#### [Problem to solve]
Nothing but the lines from the one that contains "Wanted = one point per instance of the utility" to the end of the records should be printed, both ends included, exactly as given.

Stored items
Start of Block
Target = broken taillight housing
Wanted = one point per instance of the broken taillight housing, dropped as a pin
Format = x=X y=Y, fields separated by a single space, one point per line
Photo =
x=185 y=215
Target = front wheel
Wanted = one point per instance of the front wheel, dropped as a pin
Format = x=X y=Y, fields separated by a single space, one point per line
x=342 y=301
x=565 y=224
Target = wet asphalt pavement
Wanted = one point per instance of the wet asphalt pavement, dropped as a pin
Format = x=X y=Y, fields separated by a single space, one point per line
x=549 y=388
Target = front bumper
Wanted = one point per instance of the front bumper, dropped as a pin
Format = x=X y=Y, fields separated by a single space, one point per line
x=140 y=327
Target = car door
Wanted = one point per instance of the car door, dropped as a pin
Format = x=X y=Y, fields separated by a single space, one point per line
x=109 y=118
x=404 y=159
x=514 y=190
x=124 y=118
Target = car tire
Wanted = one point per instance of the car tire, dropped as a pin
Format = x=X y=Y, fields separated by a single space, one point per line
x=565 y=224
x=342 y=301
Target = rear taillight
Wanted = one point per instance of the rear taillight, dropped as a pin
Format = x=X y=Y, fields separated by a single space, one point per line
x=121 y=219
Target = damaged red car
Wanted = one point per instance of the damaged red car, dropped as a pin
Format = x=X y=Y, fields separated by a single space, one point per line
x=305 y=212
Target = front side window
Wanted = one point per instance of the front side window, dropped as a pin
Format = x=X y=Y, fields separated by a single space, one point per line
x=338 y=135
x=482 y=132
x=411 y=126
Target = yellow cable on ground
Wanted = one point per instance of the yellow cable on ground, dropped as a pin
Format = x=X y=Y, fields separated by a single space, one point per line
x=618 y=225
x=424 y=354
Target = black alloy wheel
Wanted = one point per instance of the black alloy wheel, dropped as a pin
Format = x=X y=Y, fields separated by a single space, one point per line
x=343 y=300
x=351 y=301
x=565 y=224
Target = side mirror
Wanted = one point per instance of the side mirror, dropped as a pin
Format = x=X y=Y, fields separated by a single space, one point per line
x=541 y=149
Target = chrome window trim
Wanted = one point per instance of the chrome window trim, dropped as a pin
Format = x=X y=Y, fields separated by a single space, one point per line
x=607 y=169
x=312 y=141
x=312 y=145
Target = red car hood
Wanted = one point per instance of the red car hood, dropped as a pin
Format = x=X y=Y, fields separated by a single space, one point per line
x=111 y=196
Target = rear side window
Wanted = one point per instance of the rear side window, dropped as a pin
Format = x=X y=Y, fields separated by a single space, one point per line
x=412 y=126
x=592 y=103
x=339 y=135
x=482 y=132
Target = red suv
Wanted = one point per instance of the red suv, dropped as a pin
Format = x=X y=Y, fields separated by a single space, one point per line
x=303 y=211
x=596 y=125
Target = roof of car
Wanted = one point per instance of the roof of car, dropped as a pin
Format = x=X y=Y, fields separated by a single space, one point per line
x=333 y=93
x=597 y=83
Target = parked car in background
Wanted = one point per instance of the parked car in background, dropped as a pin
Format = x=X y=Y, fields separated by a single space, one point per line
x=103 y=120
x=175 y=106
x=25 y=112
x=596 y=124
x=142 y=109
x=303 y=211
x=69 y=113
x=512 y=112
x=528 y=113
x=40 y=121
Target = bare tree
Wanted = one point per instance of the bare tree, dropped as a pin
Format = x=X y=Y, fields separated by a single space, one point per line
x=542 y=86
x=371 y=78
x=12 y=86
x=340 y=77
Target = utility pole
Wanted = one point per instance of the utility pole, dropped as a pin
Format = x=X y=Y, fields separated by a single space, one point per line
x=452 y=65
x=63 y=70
End of Block
#### [Answer to this exercise]
Wanted = one point per instance of the utility pole, dropped as a pin
Format = x=X y=Y, fields separated by a single space, one point per line
x=452 y=65
x=63 y=70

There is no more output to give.